» **Work task**: An exact copy of all the data is required, with pictures left out.

» **Task input**:

# # # # # # #

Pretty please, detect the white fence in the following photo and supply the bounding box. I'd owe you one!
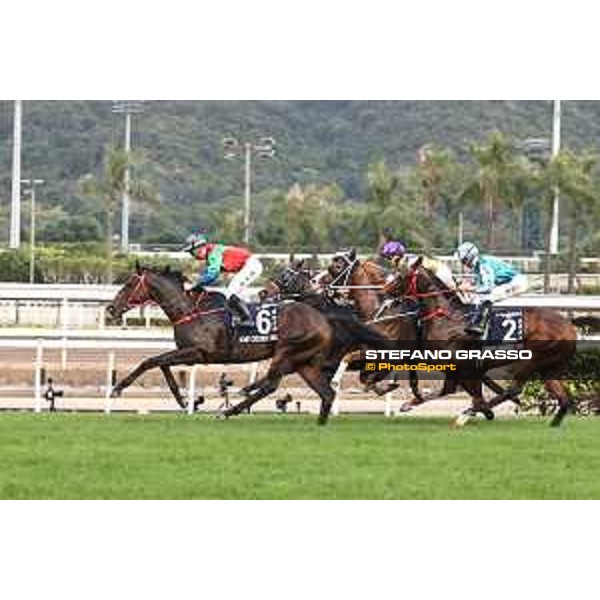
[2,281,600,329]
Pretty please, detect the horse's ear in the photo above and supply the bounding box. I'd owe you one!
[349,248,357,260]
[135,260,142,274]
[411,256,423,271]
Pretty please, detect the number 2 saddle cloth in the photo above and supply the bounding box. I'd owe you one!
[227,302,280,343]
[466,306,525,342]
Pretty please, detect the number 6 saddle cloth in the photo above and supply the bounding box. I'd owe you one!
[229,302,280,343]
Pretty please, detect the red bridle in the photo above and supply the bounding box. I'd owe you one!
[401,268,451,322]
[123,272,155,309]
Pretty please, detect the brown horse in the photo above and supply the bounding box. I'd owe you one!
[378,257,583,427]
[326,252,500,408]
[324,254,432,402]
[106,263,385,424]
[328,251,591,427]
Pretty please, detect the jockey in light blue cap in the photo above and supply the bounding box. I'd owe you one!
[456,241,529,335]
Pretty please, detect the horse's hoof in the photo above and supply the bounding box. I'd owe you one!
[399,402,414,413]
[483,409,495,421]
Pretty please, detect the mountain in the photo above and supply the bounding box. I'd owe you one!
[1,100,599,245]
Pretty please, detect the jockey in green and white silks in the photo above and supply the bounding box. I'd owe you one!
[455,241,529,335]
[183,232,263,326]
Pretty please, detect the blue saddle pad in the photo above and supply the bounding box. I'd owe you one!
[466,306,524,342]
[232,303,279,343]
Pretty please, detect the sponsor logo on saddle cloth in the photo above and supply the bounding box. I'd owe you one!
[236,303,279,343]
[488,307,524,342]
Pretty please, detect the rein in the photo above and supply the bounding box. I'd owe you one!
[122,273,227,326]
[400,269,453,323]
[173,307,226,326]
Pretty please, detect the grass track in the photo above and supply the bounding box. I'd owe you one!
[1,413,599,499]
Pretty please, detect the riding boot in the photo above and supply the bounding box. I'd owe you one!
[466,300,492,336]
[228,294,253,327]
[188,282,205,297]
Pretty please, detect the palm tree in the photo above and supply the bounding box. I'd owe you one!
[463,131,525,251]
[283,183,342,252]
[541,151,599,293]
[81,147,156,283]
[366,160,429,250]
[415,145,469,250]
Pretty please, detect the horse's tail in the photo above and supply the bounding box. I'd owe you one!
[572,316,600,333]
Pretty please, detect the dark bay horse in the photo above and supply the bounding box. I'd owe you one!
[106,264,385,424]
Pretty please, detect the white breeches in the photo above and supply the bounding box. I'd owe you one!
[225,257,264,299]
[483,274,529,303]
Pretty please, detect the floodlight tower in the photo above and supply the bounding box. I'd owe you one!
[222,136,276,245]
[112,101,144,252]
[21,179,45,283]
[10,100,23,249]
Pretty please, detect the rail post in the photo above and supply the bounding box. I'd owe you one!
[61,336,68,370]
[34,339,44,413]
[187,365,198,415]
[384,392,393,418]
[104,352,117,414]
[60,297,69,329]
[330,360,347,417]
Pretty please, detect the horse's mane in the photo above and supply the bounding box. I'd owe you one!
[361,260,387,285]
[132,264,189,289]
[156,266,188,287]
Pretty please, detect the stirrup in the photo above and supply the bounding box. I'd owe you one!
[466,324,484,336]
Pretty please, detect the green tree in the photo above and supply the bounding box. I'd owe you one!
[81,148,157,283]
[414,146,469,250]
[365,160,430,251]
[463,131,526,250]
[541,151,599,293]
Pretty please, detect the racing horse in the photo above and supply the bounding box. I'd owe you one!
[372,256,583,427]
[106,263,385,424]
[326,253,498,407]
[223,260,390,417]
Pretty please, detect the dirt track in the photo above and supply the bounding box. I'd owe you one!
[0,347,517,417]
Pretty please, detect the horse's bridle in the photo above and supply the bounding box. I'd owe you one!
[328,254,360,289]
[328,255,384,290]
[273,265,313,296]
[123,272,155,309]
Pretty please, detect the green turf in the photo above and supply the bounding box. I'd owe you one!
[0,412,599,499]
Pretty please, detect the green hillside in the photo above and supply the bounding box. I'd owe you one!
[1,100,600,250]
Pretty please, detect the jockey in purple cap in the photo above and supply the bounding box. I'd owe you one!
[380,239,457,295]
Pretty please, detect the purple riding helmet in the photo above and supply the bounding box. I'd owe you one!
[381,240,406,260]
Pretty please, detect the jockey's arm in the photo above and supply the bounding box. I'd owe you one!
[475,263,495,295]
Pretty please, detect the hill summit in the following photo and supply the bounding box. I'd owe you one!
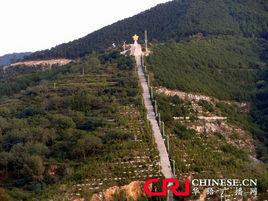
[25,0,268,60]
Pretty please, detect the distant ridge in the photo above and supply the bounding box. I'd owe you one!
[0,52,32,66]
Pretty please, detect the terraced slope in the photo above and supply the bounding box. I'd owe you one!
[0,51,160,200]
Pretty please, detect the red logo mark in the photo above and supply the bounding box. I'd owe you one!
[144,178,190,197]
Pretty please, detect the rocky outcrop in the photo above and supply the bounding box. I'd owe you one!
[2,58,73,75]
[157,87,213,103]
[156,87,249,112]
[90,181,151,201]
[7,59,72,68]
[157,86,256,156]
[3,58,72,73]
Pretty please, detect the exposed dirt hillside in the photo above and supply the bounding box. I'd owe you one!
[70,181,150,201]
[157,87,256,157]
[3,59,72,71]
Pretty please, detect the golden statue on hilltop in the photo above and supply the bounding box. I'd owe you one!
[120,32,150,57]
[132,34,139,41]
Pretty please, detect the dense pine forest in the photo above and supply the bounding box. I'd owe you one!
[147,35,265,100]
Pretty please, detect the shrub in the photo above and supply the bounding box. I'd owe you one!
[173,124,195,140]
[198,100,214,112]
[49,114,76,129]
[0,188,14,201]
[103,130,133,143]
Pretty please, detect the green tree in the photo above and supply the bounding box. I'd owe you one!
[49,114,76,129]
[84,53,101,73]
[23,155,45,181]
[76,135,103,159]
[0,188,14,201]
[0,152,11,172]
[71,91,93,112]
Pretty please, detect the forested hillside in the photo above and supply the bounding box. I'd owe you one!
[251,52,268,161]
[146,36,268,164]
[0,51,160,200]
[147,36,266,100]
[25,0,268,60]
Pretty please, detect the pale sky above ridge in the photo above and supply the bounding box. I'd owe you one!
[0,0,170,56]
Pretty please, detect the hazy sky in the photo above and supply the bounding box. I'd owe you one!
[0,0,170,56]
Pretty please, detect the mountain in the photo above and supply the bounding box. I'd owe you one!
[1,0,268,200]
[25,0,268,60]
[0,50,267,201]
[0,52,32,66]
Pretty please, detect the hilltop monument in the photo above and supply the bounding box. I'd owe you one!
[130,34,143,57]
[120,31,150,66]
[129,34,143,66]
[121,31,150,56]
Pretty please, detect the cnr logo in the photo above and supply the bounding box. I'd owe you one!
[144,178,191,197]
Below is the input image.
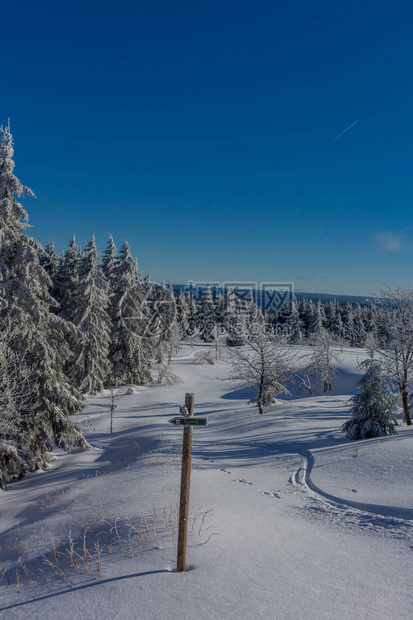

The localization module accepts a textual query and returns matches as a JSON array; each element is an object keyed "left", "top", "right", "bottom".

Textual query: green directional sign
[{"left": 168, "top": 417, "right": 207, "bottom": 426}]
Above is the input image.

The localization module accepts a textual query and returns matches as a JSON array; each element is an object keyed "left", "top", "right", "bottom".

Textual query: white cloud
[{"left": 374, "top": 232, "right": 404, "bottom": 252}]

# # # # # # #

» **Exercise output**:
Pretty please, detect the white fence in the following photo and supply the bounding box. I'd owe you one!
[2,281,600,329]
Pretty please, detect the horse's ear in the photo above and supply the bounding box. I'd owe you one!
[349,248,357,260]
[135,260,142,274]
[411,256,423,271]
Pretty please, detect the number 2 saddle cloth in the photo above and supply the bounding box. I'd owe you one!
[227,302,280,343]
[466,306,525,342]
Pretty please, detect the number 6 saddle cloth in the photo above and supply the bounding box. I'd owe you one!
[229,302,280,343]
Pretty please, detect the red bridle in the photo above and supply the bounding box. I'd owe you one!
[401,268,451,322]
[123,272,155,309]
Pretty please, detect the brown horse in the photo above and supply the bounding box. I'd owe you one!
[378,257,583,427]
[326,252,500,408]
[324,254,432,402]
[106,263,385,424]
[328,251,591,427]
Pretty please, detect the jockey in light blue cap in the photo above and supply the bounding box. I'd owe you one!
[456,241,529,335]
Pretty please, detect the horse's hoof in the photo above and supply the bounding box. I'd owe you one!
[399,402,414,413]
[483,409,495,421]
Pretty please, detect the mountain in the photo above and supply the bounding box. I'd owe you one!
[1,100,599,245]
Pretty please, detect the jockey in green and white silks in the photo above and supply the bounding box. I'd owe you one!
[455,241,529,335]
[183,232,263,326]
Pretty please, detect the blue saddle pad in the photo above and supply the bounding box. I'd owe you one!
[466,306,524,342]
[232,303,279,343]
Pretty please, detect the sponsor logo on saddle cloth in the photo above and supply the bounding box. I'd owe you one!
[236,303,279,343]
[488,307,524,342]
Pretty please, detect the rein in the photo above and supply the bounding box. I'd owe you one!
[122,273,227,326]
[400,269,453,323]
[173,307,226,326]
Pretty please, detect the grass track in the photo above and supply the bounding box. I'd owe you one!
[1,413,599,499]
Pretty please, detect the riding boot in the photo above and supply the bounding box. I'd owe you one!
[466,300,492,336]
[228,294,253,327]
[188,282,205,297]
Pretty please, detect the palm tree in the photo above and supply the bounding box. I'd owe you one!
[463,131,525,251]
[283,183,342,252]
[541,151,599,293]
[81,147,156,283]
[366,160,429,250]
[415,145,469,250]
Pretty please, detect the horse's tail in the photo above and supply the bounding box. I'd owe you one!
[572,316,600,333]
Pretty please, detect the dark bay horse in the photo above and supply the bounding box. I'd owe you one!
[106,264,385,424]
Pretty please, detect the white breeches in the photo above and supply the bounding box. I'd owe you one!
[225,257,264,299]
[483,274,529,303]
Pretty please, detect the floodlight tower in the photo above and supply the bounding box. I'd owe you one!
[222,136,276,245]
[112,101,144,252]
[21,179,45,283]
[10,100,23,249]
Pretty please, detect the rail post in the photo above and supply the bounding box. I'd owe you one!
[61,336,68,370]
[34,339,44,413]
[187,365,198,415]
[384,392,393,418]
[104,352,117,414]
[60,297,69,329]
[330,360,347,417]
Pretty please, detect the horse's mane in the photo above and supply the bounding box. I'd owe you one!
[361,260,387,285]
[132,264,189,289]
[156,266,188,287]
Pretty please, detect the stirrup in the photo above and supply the bounding box. I'd owe you one!
[466,324,484,336]
Pretty please, detect the green tree in the photo above and supply the bounding box. I'd owe you one!
[81,148,157,283]
[414,146,469,250]
[365,160,430,251]
[463,131,526,250]
[541,151,599,293]
Pretty please, detect the racing horse in the photo above and supply the bounding box. I'd owe you one!
[372,256,583,427]
[106,263,385,424]
[326,253,498,407]
[223,260,390,417]
Pretty please, detect the dirt track in the photo above and supply the bounding box. I'd owe you one!
[0,347,517,417]
Pretty please, detect the horse's bridle in the photo above and supply the bounding box. I'd owe you one!
[328,254,360,289]
[328,255,384,290]
[273,265,313,296]
[123,272,155,309]
Pretty please, detect the green turf in the photo above and supply the bounding box. I'd owe you one!
[0,412,599,499]
Pretty please, detect the green hillside in the photo above and supply the bounding box. I'd owe you one!
[1,100,600,250]
Pretty please, detect the jockey in purple cap in the photo above and supply the bounding box. I'd owe you one!
[380,239,457,295]
Pretty please, detect the purple riding helmet in the photo above and supply the bounding box. I'd owe you one!
[381,240,406,260]
Pretty please, detect the jockey's arm in the photo above and supply the bounding box. I'd owe you one!
[475,263,495,295]
Pretty please, detect the hill summit in the following photo and supply the bounding box. I'd owe you one!
[25,0,268,60]
Pretty please, detect the distant ridge in the photo above and supply the bounding box. I'd owe you one!
[0,52,32,66]
Pretty please, detect the terraced slope in the photo above and supply the bounding box. I'd owe you one!
[0,51,160,200]
Pretty please, detect the red logo mark in the photo above and supply the bounding box. I'd owe you one!
[144,178,190,197]
Pretty please, detect the rocky outcrop in the photo above and supply the bounding box. I'd owe you one!
[2,58,73,75]
[157,87,213,103]
[156,87,249,112]
[90,181,151,201]
[7,59,72,68]
[157,86,256,156]
[3,58,72,73]
Pretty please, detect the exposed dirt hillside in the photo above and supply the bounding box. I'd owe you one!
[70,181,150,201]
[157,87,256,157]
[3,59,72,71]
Pretty please, detect the golden statue on hilltop in the photo above and supply the bounding box. I'd owe you one!
[120,32,150,57]
[132,34,139,41]
Pretty please, detect the dense pine forest in the photo above and supply the bounding box. I'd owe you one!
[147,35,265,100]
Pretty please, detect the shrub in the photo above and supply the bounding box. I'd owe you one!
[173,124,195,140]
[198,100,214,112]
[49,114,76,129]
[0,188,14,201]
[103,130,133,143]
Pretty please, detect the green tree in the photo above and supply the bounding box. I'd owe you one!
[49,114,76,129]
[84,53,101,73]
[23,155,45,181]
[76,135,103,159]
[0,188,14,201]
[0,152,11,172]
[71,91,93,112]
Pretty please, detect the forested hillside in the photo above and supply the bounding box. I'd owe you one!
[251,52,268,161]
[146,36,268,164]
[0,51,160,200]
[147,36,266,100]
[25,0,268,60]
Pretty please, detect the pale sky above ridge in the photo above and supply the bounding box. I'd owe you one!
[0,0,170,56]
Pretty please, detect the hazy sky in the photo above and supply the bounding box. I'd owe you one!
[0,0,170,56]
Pretty please, detect the mountain in the photo above and supply the bounding box. I'd owe you one!
[1,0,268,200]
[25,0,268,60]
[0,50,267,201]
[0,52,32,66]
Pretty please, detect the hilltop monument in the photo above and supply the bounding box. I'd owe you one!
[130,34,143,57]
[120,31,150,66]
[129,34,143,66]
[121,31,150,56]
Pretty please, detect the cnr logo in the photo above and supply the bounding box. I'd owe you one!
[144,178,191,197]
Below is the input image.

The localization module accepts a textual query and returns matches as a JSON array; each element is an object keyed "left", "top", "right", "bottom".

Textual query: green directional sign
[{"left": 168, "top": 417, "right": 207, "bottom": 426}]
Above is the input image.

The localization module accepts a textual query and returns matches as a JSON array; each element is an object keyed "left", "top", "right", "bottom".

Textual query: white cloud
[{"left": 374, "top": 232, "right": 404, "bottom": 252}]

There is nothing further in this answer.